(Records from a dataset)

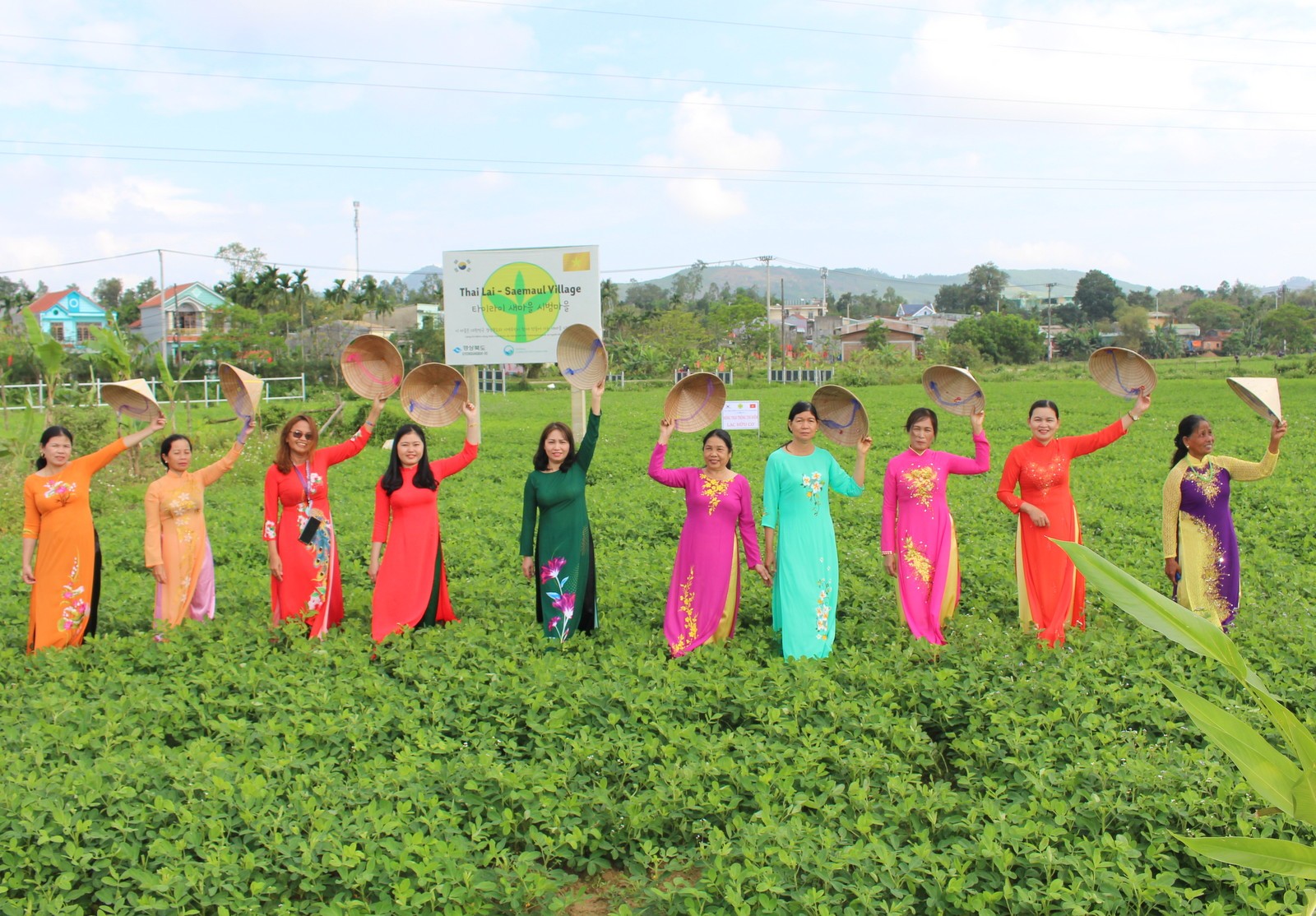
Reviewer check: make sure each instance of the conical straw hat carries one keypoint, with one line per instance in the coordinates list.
(1122, 372)
(132, 399)
(841, 414)
(582, 359)
(241, 390)
(1261, 395)
(695, 401)
(953, 390)
(433, 394)
(372, 366)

REQUIRED WORK:
Rewrite the material with every "conical straw hat" changed to "wide-brimmed sun hat" and everything else unchanged. Omit the picture from your answer.

REPLY:
Reviewer check: make sure each instance of the wide-brimmed sun hat carries one keypoint, with one line per instance in the coordinates list.
(1122, 372)
(132, 399)
(841, 414)
(582, 359)
(241, 390)
(1261, 395)
(695, 401)
(953, 390)
(433, 394)
(372, 366)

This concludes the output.